WRITTEN INSTRUCTION: Rewrite the entries between the lines holding "If you could put a point on the sunrise" and "If you could put a point on the pink", inclusive, changing "each instance" to "every instance" and keeping everything else the same. Return only those lines.

=-=-=-=-=

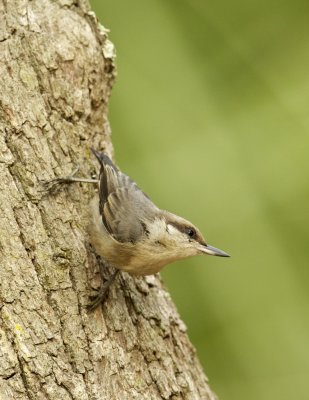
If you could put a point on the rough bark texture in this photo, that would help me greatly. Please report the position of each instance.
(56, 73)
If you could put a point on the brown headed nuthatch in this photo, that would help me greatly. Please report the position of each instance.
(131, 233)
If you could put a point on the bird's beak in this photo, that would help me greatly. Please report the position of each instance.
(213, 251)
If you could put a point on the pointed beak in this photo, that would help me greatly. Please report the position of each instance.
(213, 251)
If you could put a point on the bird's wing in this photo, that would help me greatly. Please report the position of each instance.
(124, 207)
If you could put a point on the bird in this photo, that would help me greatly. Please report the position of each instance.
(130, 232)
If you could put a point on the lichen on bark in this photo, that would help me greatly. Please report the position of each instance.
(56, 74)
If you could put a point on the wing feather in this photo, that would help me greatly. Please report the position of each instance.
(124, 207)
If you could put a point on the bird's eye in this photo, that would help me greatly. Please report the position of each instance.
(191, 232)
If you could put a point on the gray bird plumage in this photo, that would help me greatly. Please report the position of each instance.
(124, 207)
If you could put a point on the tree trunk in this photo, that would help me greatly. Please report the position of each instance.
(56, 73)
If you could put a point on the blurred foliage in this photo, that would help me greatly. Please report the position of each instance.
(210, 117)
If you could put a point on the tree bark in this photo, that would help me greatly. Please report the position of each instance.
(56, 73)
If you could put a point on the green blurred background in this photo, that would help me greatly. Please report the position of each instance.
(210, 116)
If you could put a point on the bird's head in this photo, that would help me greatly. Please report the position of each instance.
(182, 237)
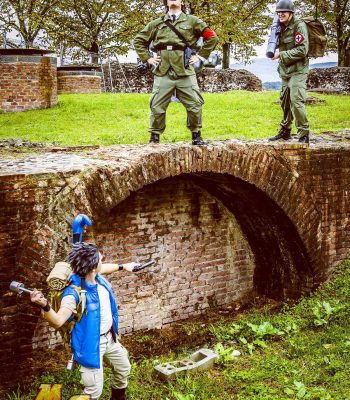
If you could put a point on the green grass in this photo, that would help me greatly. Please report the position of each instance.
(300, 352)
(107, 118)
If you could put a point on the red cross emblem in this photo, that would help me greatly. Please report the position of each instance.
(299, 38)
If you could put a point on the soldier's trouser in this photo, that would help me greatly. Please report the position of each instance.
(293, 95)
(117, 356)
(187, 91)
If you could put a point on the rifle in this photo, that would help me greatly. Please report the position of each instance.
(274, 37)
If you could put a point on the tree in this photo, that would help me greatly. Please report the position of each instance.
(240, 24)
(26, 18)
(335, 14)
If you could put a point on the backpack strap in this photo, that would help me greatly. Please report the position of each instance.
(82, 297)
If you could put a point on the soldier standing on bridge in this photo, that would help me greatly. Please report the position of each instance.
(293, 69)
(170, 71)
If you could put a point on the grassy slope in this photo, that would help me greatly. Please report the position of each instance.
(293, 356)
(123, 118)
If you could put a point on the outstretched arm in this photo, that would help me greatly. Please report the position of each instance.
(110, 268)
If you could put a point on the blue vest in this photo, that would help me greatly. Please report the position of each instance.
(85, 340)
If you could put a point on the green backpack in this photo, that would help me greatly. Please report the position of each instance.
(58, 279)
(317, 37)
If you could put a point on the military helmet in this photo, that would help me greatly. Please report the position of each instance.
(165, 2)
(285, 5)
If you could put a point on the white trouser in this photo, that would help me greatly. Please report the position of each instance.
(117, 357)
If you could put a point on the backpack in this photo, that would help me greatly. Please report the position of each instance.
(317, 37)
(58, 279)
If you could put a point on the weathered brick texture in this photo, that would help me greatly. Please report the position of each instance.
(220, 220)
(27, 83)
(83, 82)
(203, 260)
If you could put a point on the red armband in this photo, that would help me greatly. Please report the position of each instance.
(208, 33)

=-=-=-=-=

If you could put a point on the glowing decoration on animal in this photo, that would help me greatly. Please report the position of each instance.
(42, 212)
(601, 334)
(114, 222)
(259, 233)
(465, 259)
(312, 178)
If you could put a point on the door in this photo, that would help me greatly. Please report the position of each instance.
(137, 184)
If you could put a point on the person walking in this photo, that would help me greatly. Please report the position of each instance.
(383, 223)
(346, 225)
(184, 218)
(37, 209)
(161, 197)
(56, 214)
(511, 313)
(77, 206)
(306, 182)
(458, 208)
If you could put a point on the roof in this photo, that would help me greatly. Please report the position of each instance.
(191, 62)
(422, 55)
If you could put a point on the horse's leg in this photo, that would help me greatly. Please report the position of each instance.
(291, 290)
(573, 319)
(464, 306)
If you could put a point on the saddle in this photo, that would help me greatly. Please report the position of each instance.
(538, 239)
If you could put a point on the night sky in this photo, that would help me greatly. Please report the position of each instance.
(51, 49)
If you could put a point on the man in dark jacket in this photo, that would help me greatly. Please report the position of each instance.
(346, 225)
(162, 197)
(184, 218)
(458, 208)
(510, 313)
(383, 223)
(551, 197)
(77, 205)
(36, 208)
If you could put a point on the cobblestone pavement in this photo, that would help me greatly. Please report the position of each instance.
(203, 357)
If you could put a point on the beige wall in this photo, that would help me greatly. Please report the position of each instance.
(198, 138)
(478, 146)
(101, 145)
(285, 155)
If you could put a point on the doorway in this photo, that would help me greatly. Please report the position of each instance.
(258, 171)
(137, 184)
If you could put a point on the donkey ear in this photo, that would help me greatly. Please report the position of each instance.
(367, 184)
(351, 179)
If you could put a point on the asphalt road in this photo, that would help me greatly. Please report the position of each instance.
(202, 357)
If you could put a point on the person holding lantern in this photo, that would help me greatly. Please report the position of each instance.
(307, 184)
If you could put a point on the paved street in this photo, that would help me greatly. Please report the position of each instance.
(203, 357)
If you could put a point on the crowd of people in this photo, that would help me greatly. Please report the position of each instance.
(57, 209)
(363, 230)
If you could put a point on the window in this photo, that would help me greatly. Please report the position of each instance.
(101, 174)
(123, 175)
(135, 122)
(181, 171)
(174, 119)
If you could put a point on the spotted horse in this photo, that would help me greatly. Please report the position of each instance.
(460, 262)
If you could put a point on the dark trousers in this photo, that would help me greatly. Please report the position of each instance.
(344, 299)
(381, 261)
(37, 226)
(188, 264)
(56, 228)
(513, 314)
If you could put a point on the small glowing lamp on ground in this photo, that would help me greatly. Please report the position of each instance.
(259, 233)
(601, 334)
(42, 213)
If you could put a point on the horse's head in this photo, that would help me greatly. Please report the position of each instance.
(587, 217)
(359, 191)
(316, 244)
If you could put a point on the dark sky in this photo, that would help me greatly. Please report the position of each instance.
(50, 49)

=-=-=-=-=

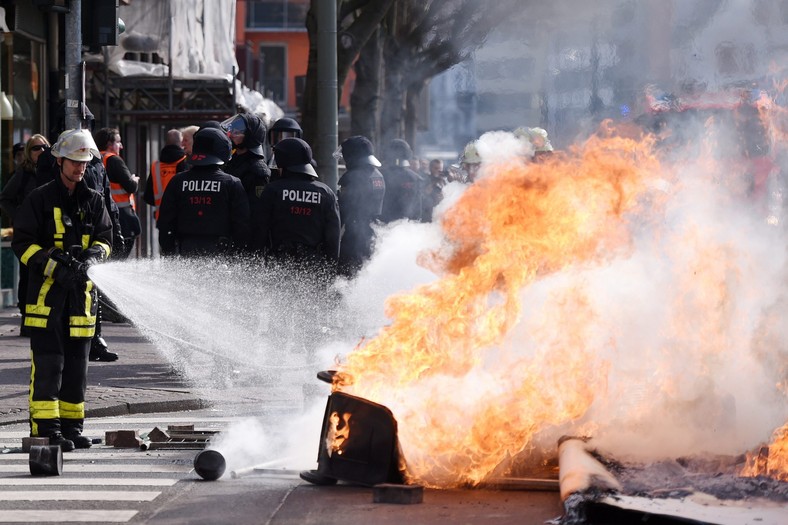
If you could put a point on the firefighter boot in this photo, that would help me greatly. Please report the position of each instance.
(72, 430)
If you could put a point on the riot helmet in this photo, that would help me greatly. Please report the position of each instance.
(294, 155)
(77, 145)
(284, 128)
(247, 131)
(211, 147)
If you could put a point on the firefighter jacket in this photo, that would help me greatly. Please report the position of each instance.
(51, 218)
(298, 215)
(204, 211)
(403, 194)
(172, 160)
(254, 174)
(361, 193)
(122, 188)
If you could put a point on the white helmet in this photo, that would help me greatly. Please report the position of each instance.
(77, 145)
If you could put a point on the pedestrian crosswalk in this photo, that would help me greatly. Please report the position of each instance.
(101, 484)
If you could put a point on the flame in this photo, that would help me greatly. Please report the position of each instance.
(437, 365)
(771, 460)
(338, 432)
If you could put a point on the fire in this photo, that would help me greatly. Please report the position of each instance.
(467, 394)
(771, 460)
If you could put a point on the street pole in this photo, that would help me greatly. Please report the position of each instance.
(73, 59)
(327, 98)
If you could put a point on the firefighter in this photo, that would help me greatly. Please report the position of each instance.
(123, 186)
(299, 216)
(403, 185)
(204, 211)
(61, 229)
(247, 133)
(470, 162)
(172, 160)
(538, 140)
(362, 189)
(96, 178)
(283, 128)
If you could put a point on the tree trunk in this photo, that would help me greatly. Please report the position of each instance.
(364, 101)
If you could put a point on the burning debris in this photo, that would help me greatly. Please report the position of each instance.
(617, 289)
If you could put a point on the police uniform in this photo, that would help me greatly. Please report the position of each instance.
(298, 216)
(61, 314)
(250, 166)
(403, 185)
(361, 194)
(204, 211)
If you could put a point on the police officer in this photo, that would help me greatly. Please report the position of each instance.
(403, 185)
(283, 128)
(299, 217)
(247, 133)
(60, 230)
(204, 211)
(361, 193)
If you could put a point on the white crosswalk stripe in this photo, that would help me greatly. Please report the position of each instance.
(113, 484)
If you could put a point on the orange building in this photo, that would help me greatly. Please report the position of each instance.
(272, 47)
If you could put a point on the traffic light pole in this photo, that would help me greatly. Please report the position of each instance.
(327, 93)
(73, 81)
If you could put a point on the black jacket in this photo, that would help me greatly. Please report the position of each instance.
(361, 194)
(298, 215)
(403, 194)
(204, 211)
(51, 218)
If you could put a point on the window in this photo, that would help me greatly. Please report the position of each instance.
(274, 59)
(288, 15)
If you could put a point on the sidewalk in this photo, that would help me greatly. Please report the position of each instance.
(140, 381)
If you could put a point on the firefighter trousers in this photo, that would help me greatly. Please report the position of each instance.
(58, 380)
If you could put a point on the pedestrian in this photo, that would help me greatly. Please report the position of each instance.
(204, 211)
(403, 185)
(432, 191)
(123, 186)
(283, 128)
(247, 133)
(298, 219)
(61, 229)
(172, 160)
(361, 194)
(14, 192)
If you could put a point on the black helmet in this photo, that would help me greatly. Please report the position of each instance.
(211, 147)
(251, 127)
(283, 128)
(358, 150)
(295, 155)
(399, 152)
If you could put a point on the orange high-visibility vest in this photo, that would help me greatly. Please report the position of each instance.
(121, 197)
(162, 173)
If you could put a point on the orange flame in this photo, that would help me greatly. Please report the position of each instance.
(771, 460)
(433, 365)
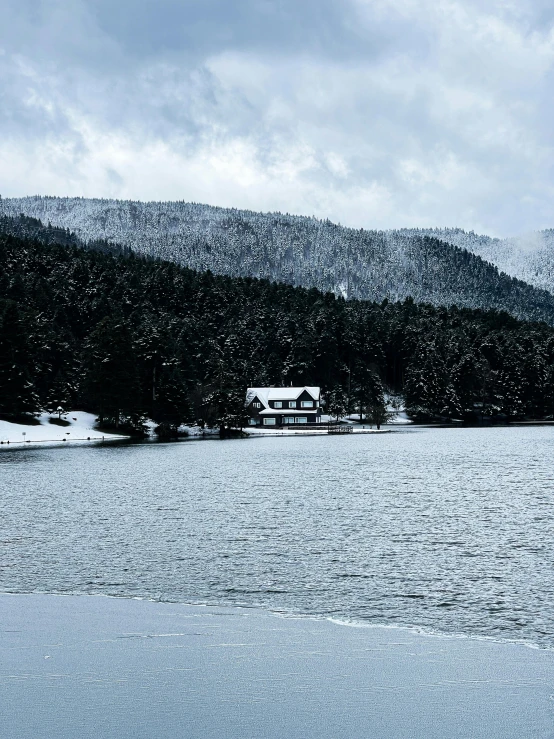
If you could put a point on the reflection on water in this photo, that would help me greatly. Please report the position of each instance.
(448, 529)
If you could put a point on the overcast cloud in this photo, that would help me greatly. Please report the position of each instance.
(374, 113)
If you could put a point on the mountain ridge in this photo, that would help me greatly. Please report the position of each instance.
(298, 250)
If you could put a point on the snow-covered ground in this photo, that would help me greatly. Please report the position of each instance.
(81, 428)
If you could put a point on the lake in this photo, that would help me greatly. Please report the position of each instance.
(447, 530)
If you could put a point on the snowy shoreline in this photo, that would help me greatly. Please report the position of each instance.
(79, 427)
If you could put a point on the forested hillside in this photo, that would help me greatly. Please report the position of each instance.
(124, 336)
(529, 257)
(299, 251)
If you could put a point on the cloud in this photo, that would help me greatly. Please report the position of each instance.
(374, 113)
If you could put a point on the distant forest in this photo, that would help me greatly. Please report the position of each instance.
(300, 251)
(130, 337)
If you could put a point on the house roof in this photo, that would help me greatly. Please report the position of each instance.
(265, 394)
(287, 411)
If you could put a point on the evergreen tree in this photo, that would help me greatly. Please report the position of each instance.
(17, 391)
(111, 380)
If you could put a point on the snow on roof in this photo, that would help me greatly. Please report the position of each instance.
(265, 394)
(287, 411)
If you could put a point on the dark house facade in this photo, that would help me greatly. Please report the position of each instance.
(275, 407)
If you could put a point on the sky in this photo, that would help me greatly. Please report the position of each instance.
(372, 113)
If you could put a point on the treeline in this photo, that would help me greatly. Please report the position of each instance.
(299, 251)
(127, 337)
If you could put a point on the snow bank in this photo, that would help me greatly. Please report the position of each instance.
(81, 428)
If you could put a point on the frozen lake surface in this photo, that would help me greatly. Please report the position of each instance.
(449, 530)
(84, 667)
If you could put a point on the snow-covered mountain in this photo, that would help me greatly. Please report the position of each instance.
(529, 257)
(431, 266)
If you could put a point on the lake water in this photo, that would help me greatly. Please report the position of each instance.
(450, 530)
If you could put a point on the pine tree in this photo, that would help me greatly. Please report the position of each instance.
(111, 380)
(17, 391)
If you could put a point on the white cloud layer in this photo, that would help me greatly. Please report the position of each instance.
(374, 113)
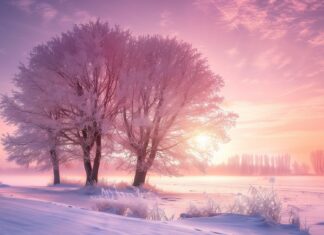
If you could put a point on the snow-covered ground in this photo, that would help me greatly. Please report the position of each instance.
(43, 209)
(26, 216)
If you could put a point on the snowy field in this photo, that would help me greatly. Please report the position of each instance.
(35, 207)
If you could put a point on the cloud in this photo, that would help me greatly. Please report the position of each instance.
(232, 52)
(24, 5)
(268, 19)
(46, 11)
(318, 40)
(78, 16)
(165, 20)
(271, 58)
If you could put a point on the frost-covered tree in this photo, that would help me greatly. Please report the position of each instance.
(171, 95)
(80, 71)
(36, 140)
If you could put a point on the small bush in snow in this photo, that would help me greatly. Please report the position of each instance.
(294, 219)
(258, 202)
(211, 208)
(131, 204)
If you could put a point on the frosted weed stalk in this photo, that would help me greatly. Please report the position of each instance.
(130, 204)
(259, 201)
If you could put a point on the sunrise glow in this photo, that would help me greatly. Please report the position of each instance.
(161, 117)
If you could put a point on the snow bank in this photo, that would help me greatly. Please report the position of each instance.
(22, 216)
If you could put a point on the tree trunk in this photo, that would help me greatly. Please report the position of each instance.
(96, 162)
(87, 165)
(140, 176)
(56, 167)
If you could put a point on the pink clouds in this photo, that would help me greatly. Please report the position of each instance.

=-=-=-=-=

OUTPUT OF THE TASK:
If you could put a point on the sunrise glow in this photo, that would help me greatly. Please report the position of every instance.
(161, 117)
If you could put a point on the snow bank in this photo, that would help me greatly. Please report the position of every instance.
(22, 216)
If you could put a point on the tree trunk in this photo, that would help me greatly. Please report the position of every instance.
(96, 162)
(87, 165)
(140, 176)
(56, 167)
If you could put a point on the pink clouds in this photo, that would help me greatly. Please report the position of every instance.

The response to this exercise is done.